◆ Entries taken from a collection:
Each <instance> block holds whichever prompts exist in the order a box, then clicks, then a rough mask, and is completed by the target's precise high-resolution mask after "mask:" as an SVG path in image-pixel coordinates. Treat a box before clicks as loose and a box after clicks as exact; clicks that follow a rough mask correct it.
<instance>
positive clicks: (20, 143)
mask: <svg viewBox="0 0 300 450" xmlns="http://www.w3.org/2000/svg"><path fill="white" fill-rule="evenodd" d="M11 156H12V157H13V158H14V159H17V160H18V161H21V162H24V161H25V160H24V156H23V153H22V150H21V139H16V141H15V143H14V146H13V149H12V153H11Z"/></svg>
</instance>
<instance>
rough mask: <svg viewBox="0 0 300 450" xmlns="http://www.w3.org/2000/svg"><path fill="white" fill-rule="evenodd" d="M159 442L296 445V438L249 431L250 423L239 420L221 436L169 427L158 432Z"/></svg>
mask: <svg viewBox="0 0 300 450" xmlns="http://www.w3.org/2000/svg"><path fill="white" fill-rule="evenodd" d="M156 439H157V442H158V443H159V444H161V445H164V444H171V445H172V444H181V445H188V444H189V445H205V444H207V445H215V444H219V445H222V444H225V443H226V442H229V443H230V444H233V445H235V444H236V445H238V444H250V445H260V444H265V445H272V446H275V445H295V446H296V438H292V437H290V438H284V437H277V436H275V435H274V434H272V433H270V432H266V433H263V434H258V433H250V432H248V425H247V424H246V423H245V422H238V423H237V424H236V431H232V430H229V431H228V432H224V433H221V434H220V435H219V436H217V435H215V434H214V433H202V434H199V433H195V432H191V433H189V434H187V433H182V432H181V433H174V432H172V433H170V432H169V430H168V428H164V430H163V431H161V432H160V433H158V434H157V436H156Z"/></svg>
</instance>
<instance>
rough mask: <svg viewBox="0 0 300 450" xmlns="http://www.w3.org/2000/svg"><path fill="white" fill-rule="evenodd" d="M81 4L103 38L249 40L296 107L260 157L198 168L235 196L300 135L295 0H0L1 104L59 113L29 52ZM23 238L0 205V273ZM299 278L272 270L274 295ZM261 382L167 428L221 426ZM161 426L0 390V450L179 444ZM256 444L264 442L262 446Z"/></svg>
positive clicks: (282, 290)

◆ Activity: Transcribe all of the data above, character for character.

◆ Answer box:
Each <instance> block holds whichever prompts exist in the order a box, then clicks, then a rough mask, and is completed by the target's precise high-resolution mask after "mask:" as an SVG path in image-pixel coordinates. Treat a box before clicks as loose and a box after clicks as exact; clicks that follow a rough mask correct it.
<instance>
positive clicks: (20, 143)
mask: <svg viewBox="0 0 300 450" xmlns="http://www.w3.org/2000/svg"><path fill="white" fill-rule="evenodd" d="M11 156H12V157H13V158H14V159H17V160H18V161H21V162H24V161H25V160H24V156H23V153H22V150H21V139H16V141H15V143H14V146H13V149H12V153H11Z"/></svg>
</instance>
<instance>
rough mask: <svg viewBox="0 0 300 450" xmlns="http://www.w3.org/2000/svg"><path fill="white" fill-rule="evenodd" d="M159 442L296 445V438L249 431L250 423L239 420L221 436L169 427L158 432Z"/></svg>
mask: <svg viewBox="0 0 300 450" xmlns="http://www.w3.org/2000/svg"><path fill="white" fill-rule="evenodd" d="M156 439H157V442H158V443H159V444H161V445H164V444H171V445H172V444H181V445H188V444H189V445H205V444H207V445H215V444H219V445H222V444H225V443H226V442H229V443H230V444H233V445H235V444H236V445H238V444H250V445H260V444H265V445H272V446H275V445H295V446H296V438H292V437H290V438H284V437H277V436H275V435H274V434H272V433H270V432H266V433H263V434H258V433H250V432H248V425H247V424H246V423H245V422H238V423H237V424H236V431H232V430H229V431H228V432H224V433H221V434H220V435H219V436H217V435H215V434H214V433H202V434H199V433H195V432H191V433H189V434H187V433H182V432H181V433H174V432H172V433H170V432H169V430H168V428H164V430H163V431H161V432H160V433H158V434H157V436H156Z"/></svg>
</instance>
<instance>
rough mask: <svg viewBox="0 0 300 450" xmlns="http://www.w3.org/2000/svg"><path fill="white" fill-rule="evenodd" d="M81 4L103 38L249 40L296 107L260 157L198 168L235 196L300 135L295 0H0L1 104L59 113L29 52ZM23 238L0 205V273ZM299 278L272 270L274 295ZM261 382L167 428L221 426ZM161 426L0 390V450L179 444ZM256 444L264 442L262 446Z"/></svg>
positive clicks: (282, 290)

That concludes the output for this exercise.